TASK PROMPT -> Every line of the material is to be repeated exactly as it stands.

[Dataset excerpt]

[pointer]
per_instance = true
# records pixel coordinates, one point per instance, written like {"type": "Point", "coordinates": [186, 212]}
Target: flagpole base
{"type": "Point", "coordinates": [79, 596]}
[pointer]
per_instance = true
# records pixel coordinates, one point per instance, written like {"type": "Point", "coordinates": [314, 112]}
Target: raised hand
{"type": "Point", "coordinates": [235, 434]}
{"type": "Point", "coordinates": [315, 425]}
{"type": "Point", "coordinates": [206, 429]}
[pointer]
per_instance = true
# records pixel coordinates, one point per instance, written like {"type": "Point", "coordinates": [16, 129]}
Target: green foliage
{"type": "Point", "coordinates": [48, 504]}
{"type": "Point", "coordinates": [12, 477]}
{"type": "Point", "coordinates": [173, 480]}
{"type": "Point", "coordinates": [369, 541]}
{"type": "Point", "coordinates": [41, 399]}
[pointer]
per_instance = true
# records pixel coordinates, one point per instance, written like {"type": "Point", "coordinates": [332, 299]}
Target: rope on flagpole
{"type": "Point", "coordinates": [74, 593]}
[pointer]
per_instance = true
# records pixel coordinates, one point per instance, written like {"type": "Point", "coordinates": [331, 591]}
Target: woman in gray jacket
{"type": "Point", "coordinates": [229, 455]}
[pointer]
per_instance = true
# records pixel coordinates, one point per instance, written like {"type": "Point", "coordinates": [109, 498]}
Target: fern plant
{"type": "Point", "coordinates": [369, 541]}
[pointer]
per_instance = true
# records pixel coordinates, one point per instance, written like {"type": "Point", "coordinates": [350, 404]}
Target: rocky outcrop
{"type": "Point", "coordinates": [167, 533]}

RESPONSE TO THE EXERCISE ->
[pointer]
per_instance = true
# records pixel coordinates, one point per instance, written like {"type": "Point", "coordinates": [186, 212]}
Target: flagpole base
{"type": "Point", "coordinates": [79, 596]}
[pointer]
per_instance = true
# records pixel coordinates, one point per instance, written like {"type": "Point", "coordinates": [314, 112]}
Target: raised hand
{"type": "Point", "coordinates": [235, 434]}
{"type": "Point", "coordinates": [315, 425]}
{"type": "Point", "coordinates": [206, 429]}
[pointer]
per_instance = true
# records pixel coordinates, one point per instance, written like {"type": "Point", "coordinates": [16, 129]}
Target: green foliage
{"type": "Point", "coordinates": [48, 504]}
{"type": "Point", "coordinates": [12, 477]}
{"type": "Point", "coordinates": [173, 480]}
{"type": "Point", "coordinates": [369, 541]}
{"type": "Point", "coordinates": [41, 399]}
[pointer]
per_instance = true
# records pixel coordinates, one point per instance, written like {"type": "Point", "coordinates": [332, 299]}
Target: rope on flagpole
{"type": "Point", "coordinates": [74, 593]}
[pointer]
per_instance = true
# records pixel coordinates, one point per instance, written like {"type": "Point", "coordinates": [331, 591]}
Target: woman in gray jacket
{"type": "Point", "coordinates": [229, 455]}
[pointer]
per_instance = true
# records pixel coordinates, one point per instance, written like {"type": "Point", "coordinates": [109, 498]}
Target: fern plant
{"type": "Point", "coordinates": [369, 541]}
[pointer]
per_instance = true
# records pixel coordinates, one point per instance, written like {"type": "Point", "coordinates": [350, 404]}
Target: rocky outcrop
{"type": "Point", "coordinates": [167, 533]}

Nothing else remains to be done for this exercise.